● REQUIRED TASK
Reproduce the listing from its start through the line holding "[[421, 0, 650, 242]]", inclusive, with "grape cluster stalk" renamed to "grape stem" and nothing else altered.

★ ★ ★ ★ ★ ★ ★

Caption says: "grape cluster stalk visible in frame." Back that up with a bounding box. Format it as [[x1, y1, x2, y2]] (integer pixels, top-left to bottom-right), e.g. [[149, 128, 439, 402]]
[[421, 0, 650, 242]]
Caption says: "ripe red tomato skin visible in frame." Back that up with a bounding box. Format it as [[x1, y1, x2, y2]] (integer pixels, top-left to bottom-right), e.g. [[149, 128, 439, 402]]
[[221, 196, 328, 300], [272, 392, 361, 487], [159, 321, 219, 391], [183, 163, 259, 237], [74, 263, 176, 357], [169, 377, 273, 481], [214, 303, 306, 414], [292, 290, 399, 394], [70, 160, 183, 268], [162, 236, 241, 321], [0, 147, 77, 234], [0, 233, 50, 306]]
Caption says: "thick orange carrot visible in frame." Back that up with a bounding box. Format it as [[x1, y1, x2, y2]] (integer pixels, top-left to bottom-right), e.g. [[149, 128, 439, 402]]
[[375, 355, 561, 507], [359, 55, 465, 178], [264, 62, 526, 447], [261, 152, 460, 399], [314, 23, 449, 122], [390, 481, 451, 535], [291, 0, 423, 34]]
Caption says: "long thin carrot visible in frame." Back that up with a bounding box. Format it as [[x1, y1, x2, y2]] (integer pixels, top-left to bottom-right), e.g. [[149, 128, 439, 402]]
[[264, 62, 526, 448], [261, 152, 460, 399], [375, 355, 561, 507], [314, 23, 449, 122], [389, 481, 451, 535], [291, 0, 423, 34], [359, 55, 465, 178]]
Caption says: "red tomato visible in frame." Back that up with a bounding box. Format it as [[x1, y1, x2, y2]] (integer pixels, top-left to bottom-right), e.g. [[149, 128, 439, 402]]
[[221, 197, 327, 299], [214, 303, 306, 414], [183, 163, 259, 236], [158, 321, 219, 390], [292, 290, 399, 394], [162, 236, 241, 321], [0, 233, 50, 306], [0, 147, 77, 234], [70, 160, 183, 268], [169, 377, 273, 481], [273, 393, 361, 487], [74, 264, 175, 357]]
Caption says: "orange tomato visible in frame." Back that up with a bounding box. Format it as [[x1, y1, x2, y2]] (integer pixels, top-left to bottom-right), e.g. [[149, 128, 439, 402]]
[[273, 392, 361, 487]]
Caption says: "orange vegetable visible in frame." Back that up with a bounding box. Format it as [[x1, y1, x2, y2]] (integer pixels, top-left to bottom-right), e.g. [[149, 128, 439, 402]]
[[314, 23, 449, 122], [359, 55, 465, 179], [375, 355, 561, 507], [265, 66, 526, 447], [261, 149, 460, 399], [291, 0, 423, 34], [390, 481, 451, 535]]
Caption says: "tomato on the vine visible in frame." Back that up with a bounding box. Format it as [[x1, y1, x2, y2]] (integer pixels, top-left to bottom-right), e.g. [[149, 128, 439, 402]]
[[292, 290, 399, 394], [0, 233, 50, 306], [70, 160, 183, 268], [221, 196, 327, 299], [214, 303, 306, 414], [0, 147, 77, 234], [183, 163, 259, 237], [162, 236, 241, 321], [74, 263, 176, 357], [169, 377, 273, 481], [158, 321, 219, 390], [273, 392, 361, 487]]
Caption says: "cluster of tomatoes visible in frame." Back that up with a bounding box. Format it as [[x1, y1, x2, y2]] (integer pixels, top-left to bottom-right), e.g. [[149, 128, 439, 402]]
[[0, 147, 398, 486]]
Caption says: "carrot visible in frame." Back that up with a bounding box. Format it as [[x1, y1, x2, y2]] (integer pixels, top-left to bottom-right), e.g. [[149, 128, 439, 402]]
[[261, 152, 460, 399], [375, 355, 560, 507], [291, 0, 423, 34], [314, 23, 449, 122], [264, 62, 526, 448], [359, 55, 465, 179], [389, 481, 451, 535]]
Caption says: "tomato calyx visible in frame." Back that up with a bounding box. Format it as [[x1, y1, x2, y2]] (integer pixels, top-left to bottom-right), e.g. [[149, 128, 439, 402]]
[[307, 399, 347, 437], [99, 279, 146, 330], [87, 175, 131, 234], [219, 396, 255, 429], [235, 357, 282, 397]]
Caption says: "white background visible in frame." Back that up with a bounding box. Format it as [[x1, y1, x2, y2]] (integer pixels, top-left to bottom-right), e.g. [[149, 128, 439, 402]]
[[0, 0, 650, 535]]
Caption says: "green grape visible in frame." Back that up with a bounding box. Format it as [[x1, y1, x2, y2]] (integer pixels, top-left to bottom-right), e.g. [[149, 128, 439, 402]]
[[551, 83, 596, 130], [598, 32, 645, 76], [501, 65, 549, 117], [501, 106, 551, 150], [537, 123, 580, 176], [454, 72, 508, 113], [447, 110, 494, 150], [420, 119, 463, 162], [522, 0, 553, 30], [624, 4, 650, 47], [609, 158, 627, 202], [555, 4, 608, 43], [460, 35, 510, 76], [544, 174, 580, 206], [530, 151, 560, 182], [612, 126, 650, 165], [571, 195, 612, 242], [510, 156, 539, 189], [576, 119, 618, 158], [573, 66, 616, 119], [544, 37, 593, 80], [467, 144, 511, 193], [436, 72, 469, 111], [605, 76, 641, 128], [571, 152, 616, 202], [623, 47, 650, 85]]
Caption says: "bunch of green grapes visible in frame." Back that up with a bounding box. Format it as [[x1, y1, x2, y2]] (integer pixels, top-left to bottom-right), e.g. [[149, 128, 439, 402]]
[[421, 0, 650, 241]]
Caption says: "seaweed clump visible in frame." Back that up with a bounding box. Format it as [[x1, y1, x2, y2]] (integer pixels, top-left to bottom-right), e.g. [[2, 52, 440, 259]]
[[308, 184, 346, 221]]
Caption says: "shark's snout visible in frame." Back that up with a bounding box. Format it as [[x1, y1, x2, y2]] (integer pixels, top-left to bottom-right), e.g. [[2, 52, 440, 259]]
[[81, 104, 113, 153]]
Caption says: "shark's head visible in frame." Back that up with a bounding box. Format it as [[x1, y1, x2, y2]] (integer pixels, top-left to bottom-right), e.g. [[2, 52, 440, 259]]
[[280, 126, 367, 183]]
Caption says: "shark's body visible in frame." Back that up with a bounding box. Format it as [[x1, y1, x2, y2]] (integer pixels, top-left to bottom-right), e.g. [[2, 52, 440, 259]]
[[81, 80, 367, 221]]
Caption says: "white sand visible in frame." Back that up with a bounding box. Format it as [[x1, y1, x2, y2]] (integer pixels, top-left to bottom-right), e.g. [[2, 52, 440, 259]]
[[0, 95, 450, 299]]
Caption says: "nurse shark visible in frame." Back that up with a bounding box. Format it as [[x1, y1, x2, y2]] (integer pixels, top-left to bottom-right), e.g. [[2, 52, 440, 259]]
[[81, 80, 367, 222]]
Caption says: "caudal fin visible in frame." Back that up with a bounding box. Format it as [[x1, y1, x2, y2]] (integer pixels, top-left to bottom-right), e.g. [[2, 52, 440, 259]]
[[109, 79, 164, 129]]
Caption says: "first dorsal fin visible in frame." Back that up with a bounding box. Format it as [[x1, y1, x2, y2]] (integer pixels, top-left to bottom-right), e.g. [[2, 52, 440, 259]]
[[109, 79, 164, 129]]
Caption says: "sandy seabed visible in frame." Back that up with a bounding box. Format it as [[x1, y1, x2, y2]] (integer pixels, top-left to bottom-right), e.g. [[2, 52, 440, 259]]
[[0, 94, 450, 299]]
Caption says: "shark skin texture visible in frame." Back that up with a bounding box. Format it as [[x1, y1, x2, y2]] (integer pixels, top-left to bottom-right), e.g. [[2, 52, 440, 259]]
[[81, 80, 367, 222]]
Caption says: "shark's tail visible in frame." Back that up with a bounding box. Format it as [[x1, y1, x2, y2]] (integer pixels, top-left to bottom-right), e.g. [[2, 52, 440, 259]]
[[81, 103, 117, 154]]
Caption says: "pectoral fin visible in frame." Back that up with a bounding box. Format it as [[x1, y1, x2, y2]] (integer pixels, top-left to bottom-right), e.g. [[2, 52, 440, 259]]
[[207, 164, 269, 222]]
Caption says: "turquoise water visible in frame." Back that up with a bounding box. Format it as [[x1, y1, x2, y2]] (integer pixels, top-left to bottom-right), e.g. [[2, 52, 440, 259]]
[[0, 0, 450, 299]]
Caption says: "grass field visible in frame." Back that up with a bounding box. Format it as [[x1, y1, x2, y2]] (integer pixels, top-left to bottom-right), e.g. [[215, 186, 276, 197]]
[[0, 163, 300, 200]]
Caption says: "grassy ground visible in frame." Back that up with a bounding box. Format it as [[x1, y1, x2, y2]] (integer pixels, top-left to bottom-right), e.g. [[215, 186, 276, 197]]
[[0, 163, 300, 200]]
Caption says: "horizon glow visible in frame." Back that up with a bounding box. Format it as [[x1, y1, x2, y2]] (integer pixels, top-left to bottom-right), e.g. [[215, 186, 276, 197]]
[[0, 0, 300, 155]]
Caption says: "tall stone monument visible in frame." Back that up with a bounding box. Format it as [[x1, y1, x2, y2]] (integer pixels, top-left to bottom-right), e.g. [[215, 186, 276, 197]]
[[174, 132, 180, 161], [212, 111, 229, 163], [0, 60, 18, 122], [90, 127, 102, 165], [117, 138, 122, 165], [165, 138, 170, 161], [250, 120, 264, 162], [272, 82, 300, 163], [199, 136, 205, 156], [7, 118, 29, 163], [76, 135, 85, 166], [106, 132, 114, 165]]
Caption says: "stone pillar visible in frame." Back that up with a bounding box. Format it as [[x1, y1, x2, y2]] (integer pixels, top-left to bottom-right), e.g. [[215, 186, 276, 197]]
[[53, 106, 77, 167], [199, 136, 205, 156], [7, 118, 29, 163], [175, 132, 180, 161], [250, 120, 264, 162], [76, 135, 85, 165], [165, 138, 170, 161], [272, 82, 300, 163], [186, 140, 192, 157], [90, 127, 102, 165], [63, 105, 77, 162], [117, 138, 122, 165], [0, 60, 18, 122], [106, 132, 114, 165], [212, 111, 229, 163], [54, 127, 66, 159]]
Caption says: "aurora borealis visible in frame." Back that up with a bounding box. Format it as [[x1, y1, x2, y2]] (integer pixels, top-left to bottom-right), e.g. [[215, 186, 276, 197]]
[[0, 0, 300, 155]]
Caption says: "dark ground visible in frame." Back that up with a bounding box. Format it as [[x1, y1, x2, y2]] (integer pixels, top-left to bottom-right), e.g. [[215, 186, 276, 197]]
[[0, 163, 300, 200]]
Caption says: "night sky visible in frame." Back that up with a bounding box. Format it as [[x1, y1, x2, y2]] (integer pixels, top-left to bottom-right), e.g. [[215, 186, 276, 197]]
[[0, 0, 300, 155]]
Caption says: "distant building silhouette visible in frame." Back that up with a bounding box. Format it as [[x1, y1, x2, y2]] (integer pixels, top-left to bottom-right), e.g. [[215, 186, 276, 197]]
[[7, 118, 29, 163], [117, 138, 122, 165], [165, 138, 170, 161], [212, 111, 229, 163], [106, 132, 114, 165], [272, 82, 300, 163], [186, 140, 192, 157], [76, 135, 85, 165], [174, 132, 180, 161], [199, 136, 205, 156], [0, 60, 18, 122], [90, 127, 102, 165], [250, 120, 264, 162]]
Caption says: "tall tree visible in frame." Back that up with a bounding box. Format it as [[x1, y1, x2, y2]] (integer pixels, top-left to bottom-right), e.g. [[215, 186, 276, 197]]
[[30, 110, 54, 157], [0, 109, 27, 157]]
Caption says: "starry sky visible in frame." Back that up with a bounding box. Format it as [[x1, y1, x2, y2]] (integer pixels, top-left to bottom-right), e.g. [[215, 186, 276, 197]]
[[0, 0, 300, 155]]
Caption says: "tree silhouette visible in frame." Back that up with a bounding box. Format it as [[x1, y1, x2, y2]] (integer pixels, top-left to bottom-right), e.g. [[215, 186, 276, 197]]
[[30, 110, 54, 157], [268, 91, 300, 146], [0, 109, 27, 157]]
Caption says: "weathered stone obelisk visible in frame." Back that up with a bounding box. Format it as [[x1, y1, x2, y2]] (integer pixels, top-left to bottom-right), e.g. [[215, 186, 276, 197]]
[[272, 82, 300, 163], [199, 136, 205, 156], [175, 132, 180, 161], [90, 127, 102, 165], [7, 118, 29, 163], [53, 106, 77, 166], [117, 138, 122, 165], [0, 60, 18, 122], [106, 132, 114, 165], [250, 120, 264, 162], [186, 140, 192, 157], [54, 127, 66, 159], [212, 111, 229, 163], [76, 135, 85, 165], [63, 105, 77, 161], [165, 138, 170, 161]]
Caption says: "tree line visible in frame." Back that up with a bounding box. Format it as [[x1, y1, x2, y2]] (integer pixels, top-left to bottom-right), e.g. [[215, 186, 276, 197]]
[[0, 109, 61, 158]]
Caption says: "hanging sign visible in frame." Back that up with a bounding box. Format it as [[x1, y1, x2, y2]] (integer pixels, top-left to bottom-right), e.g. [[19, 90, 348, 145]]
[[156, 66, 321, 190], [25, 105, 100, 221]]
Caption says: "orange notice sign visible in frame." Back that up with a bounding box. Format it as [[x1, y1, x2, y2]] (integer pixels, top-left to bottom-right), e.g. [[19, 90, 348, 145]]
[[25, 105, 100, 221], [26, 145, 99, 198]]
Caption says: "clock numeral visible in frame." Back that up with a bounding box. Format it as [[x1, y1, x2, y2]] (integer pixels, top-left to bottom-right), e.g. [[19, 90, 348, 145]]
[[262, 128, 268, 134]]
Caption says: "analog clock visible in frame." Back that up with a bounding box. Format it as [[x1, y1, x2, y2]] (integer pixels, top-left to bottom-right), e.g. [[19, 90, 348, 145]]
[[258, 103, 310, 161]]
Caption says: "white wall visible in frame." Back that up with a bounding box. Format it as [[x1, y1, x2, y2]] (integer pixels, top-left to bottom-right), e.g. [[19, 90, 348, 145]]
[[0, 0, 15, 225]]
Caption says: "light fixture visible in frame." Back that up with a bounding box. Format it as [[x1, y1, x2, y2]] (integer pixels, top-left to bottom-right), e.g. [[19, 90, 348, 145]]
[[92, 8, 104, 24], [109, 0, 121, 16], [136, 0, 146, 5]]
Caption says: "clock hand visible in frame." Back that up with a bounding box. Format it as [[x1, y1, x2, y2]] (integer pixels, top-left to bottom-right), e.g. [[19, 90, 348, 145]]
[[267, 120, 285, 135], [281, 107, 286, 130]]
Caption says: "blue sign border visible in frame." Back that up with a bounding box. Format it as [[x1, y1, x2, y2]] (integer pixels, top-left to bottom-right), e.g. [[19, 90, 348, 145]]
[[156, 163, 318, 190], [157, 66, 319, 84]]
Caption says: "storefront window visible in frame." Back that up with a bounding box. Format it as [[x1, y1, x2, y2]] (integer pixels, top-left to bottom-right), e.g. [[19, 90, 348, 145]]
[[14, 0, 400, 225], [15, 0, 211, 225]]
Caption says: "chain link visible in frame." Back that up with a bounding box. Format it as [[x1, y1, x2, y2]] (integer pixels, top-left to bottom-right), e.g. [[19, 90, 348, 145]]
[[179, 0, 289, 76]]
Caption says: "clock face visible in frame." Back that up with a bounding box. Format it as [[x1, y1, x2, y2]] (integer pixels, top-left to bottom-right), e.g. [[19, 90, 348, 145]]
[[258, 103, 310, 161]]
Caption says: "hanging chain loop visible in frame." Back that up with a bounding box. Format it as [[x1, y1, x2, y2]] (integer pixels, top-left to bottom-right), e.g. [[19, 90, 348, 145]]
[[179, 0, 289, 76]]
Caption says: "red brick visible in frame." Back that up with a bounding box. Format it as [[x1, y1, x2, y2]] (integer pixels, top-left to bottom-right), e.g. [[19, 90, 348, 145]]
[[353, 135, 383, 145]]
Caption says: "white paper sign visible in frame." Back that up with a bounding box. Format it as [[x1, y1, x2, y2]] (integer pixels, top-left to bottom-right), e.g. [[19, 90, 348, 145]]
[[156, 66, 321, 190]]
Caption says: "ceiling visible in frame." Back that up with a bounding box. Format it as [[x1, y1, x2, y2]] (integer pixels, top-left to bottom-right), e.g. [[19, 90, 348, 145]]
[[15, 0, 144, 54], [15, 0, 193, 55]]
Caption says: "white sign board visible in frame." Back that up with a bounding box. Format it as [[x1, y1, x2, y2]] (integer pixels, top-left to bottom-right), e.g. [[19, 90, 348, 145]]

★ ★ ★ ★ ★ ★ ★

● SOLUTION
Caption says: "grape stem visible in frame." Back that up with a bounding box. Format it as [[x1, y1, x2, y2]] (integer pixels, top-left to bottom-right), e.g. [[149, 128, 439, 402]]
[[421, 0, 650, 242]]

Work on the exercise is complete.